- WHAT TO WORK ON:
Copy out every one of the lines below verbatim.

- DATA LINES:

(begin)

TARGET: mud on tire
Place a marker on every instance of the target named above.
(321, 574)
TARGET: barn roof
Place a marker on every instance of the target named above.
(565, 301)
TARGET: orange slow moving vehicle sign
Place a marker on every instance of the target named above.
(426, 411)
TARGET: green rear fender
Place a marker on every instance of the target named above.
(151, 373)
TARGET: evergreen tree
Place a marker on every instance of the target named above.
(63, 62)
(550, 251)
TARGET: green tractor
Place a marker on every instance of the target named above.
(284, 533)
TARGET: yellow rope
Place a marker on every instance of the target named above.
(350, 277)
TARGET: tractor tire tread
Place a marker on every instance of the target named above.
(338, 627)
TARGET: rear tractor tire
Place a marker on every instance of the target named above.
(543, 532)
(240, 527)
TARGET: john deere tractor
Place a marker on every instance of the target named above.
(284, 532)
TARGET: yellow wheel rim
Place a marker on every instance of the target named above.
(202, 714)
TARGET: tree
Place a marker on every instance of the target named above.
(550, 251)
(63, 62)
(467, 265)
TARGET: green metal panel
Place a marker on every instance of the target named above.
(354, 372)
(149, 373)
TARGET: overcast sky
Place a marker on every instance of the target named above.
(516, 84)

(end)

- ANSWER TO THIS EXERCISE:
TARGET: mud on tire
Place a marker on every instance of the target named above.
(321, 574)
TARGET: barn roof
Place a marker on every instance of the target named above.
(565, 301)
TARGET: orange slow moving vehicle sign
Place a marker on every instance of the target named above.
(426, 411)
TARGET: green rear fender
Place a marker on every instance of the target named above.
(151, 373)
TARGET: evergreen tree
Place a marker on every instance of the target named above.
(63, 62)
(550, 251)
TARGET: green tractor
Place a marker on every instance of the target named above.
(284, 533)
TARGET: yellow rope
Place a marker on every instance of the target named above.
(350, 277)
TARGET: tractor tire tread
Place a marker on every instance of the target named above.
(338, 627)
TARGET: rear tractor tire
Place a marker on every instance of the target named above.
(543, 532)
(240, 527)
TARGET: john deere tractor
Place a marker on every instance of the target named above.
(284, 532)
TARGET: yellow wheel rim
Place a marker on every instance of the target named above.
(202, 714)
TARGET: tree
Place a marker on every instance of the target named above.
(550, 251)
(63, 62)
(467, 265)
TARGET: green metal panel
Place a marker on every instance of the target named above.
(354, 372)
(149, 373)
TARGET: overcast sky
Place a marker on every instance of the target named above.
(516, 84)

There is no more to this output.